Given task 1:
Pick out and copy every line in the records below that contains the word "grass". Case counts.

Treatment sites (red) are inside the LEZ boundary. Control sites (blue) are outside. Click any marker for site details. The LEZ boundary is shown as a shaded polygon.
| City | Treatment sites | Control sites | LEZ area | Enforcement |
|---|---|---|---|---|
| Edinburgh | 2 (EDNS, ED3) | 3 (ED11, ED5, ED9) | ~3.1 km² | Jun 2024 |
| Glasgow | 2 (GHSR, GLA4) | 4 (GLA5, GLA6, GLKP, GLA7) | ~2.6 km² | Jun 2023 |
| Aberdeen | 2 (ABD0, ABD3) | 3 (ABD9, AD1, ABD8) | ~0.9 km² | Jun 2024 |
| Dundee | 3 (DUN6, DUNM, DUN5) | 3 (DUN4, DUN1, DUN7) | ~0.5 km² | May 2024 |
Site classifications verified against SAQN metadata and checked against Transport Scotland LEZ boundary polygons in a spatial sensitivity analysis. Aberdeen's treatment sites are near the narrow zone boundary; conclusions are robust under strict spatial reclassification.
Data source: Scottish Air Quality Network hourly observations.
| City | ρ₁ | Block | DiD Effect | 95% CI | p-value | PT p |
|---|---|---|---|---|---|---|
| Edinburgh | 0.62 | 16d | −3.77 µg/m³ (−21%) | [−8.06, +0.02] | 0.051 | 0.73 |
| Glasgow | 0.66 | 18d | −1.58 µg/m³ (−5%) | [−7.76, +4.55] | 0.638 | 0.12 |
| Aberdeen | 0.37 | 9d | −2.95 µg/m³ (−12%) | [−6.08, +0.40] | 0.087 | 0.74 |
| Dundee | 0.48 | 12d | −1.68 µg/m³ (−6%) | [−5.55, +2.17] | 0.381 | 0.18 |
| City | Full day | Morning rush | Evening rush | Overnight | Pattern |
|---|---|---|---|---|---|
| Edinburgh | −3.77* | −3.53 | −6.57** | −1.90 | Traffic |
| Glasgow | −1.57 | −1.81 | −2.90 | −0.65 | None |
| Aberdeen | −2.93 | −3.63 | −2.72 | −2.76* | Non-traffic |
| Dundee | −1.67 | −1.67 | −2.63 | −0.53 | None |
* p < 0.05 ** p < 0.01. All effects in µg/m³. Block bootstrap, 10,000 resamples. PT = parallel-trends pre-period slope comparison p-value (higher = better; all cities pass).
Each bar shows the DiD effect estimate for one hour of the day. Dark blue = p < 0.01, light blue = p < 0.05, grey = not significant. Rush-hour periods shaded.
Daily NO2 data has temporal autocorrelation (ρ ≈ 0.4–0.7): today's value predicts tomorrow's. Standard (i.i.d.) bootstrap ignores this, producing confidence intervals that are too narrow and a false positive rate of 24% (at ρ = 0.6) instead of the nominal 5%.
We tested three deweathering approaches for daily DiD and found all suppress the intervention signal. The root cause: daily aggregation destroys the within-day variance that deweathering preserves. The DiD already controls for common weather trends — the same city's weather affects treatment and control sites equally.

Given task 2:
Retype the stretch of the air quality passage from "Each bar shows" through "Rush-hour periods shaded.", keeping every character the same.

Material provided:
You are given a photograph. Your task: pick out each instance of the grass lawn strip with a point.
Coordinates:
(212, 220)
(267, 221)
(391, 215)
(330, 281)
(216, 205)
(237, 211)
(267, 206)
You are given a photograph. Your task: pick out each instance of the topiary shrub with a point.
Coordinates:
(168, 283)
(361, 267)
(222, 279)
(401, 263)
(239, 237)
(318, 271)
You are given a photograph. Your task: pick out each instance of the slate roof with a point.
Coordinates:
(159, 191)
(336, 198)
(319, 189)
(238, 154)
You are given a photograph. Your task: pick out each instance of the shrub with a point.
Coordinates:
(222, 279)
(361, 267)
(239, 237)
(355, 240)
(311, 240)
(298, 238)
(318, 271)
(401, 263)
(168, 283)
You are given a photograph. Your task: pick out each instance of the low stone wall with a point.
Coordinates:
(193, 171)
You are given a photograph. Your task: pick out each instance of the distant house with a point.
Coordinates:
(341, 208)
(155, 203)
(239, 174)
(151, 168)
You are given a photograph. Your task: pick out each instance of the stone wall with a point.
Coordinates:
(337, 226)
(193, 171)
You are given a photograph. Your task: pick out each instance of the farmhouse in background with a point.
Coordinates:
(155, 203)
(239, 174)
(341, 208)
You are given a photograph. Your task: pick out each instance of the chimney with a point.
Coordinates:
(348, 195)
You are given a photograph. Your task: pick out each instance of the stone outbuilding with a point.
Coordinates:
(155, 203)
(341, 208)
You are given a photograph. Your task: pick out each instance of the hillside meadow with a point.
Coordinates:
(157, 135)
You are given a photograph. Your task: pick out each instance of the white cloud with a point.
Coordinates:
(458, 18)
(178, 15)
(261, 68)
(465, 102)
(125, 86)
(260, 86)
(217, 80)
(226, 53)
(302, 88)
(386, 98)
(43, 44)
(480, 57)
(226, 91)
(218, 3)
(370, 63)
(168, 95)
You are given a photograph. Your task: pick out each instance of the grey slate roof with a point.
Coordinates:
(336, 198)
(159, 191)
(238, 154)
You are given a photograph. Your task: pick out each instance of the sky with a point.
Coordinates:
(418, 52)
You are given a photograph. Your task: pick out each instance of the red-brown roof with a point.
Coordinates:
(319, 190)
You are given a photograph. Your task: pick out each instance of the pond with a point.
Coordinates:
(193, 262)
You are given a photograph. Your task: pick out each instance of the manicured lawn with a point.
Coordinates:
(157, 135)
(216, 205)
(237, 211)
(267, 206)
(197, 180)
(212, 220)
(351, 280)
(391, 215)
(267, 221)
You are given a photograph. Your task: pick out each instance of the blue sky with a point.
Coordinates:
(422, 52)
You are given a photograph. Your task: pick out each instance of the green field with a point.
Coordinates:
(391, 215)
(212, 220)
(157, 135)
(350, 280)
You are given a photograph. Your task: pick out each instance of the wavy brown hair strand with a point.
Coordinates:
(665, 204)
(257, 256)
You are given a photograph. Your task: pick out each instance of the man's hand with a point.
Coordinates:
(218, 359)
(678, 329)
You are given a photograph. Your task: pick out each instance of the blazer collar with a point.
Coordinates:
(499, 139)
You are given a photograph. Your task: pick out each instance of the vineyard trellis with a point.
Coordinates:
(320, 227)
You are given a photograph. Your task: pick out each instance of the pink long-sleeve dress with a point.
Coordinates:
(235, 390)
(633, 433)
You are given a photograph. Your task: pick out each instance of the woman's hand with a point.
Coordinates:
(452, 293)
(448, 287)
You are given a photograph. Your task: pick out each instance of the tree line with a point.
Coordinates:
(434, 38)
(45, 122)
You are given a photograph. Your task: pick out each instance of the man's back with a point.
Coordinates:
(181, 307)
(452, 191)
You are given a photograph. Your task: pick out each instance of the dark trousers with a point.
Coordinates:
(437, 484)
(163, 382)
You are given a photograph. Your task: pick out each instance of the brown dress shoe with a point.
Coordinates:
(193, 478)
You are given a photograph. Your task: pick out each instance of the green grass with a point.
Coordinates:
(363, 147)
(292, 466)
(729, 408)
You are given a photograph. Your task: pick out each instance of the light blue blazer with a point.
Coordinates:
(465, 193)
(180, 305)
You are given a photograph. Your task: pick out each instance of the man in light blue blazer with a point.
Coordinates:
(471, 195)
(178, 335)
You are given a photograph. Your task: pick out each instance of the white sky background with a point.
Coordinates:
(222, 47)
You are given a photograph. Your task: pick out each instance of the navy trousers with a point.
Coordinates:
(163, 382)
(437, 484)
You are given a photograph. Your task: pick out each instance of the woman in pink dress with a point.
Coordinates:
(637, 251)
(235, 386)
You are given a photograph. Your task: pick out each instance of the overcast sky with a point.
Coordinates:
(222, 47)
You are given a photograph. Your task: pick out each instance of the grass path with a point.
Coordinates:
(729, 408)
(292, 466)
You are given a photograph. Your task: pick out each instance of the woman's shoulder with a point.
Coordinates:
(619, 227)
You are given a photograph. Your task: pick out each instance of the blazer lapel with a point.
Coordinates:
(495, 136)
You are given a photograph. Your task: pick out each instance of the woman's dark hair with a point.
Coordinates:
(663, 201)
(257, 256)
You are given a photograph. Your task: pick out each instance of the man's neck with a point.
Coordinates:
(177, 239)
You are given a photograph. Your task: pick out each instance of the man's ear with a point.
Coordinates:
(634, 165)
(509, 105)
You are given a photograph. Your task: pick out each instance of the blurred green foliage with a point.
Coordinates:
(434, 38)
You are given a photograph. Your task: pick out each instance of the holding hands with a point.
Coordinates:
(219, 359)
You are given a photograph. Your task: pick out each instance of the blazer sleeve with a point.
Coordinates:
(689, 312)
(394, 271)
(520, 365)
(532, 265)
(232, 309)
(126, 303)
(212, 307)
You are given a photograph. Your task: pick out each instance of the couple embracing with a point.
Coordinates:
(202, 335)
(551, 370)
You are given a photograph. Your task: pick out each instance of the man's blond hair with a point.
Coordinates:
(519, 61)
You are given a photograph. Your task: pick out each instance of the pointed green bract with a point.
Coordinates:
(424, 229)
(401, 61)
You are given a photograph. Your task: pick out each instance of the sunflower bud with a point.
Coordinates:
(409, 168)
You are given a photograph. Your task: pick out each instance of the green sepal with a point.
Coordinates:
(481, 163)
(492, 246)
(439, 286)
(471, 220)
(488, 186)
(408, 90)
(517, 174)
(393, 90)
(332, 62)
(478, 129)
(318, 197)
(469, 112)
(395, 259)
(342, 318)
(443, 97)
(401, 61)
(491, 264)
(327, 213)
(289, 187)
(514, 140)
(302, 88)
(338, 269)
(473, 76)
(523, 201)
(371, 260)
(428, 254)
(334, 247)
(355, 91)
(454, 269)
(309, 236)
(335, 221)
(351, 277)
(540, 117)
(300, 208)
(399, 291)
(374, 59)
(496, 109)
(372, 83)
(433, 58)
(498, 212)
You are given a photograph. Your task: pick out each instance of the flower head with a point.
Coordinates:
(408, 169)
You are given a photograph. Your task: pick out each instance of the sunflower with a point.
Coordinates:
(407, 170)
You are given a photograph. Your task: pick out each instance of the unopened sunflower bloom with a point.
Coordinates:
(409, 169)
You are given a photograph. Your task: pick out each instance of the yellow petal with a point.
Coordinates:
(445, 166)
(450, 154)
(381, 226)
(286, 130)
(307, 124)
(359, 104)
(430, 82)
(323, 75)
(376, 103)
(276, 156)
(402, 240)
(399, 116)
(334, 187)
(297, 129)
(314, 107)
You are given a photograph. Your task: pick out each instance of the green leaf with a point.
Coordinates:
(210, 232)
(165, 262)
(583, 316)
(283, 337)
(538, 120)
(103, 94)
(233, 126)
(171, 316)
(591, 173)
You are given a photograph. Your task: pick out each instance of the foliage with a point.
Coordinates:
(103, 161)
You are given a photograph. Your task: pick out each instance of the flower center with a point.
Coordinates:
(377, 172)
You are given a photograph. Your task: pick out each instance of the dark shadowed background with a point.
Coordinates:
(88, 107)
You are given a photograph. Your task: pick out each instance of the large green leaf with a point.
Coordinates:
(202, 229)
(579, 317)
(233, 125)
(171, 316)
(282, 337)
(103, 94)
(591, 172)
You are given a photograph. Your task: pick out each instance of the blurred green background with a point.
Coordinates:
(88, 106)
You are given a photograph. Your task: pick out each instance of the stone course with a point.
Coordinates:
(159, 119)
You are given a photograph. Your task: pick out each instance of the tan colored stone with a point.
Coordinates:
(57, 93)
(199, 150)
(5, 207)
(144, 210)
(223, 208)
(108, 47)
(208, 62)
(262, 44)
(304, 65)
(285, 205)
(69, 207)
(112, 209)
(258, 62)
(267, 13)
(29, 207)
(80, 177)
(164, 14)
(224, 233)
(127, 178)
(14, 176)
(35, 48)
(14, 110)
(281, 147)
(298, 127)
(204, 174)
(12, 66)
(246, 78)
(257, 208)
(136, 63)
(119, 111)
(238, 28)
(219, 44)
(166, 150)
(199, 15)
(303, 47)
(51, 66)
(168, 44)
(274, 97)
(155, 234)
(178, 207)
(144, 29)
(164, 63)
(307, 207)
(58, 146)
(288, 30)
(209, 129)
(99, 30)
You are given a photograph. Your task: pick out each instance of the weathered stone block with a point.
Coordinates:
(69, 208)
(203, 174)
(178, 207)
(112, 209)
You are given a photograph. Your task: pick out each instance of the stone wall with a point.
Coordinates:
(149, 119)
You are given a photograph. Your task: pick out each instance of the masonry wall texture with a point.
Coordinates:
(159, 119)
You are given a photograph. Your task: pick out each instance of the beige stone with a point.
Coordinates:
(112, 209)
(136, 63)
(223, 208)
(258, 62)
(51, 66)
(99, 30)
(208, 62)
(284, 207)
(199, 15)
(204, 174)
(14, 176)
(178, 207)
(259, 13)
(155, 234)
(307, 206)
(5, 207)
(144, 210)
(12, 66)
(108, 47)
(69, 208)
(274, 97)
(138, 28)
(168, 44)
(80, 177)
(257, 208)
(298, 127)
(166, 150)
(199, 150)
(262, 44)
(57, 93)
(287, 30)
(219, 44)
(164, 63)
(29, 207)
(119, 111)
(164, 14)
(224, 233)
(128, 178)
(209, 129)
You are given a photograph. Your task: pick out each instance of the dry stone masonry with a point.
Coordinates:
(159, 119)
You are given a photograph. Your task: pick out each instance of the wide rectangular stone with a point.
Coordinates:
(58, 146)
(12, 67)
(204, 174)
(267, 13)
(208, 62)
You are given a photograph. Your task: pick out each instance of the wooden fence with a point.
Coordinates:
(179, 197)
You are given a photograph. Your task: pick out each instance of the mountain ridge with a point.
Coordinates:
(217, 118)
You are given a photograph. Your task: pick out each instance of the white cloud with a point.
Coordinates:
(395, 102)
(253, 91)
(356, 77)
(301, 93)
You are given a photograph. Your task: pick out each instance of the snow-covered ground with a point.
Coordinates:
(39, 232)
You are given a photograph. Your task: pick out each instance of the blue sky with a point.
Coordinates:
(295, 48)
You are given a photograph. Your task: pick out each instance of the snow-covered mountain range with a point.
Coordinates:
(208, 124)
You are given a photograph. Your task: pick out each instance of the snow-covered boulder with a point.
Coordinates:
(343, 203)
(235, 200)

Written response 1:
You are given a photograph. Your task: pick out each instance of the grass lawn strip with a point.
You are given a photograph. Your task: pick out each instance of the green grass with a point.
You are given a photograph. Your task: pick out each instance of the grass path with a point.

Written response 2:
Each bar shows the DiD effect estimate for one hour of the day. Dark blue = p < 0.01, light blue = p < 0.05, grey = not significant. Rush-hour periods shaded.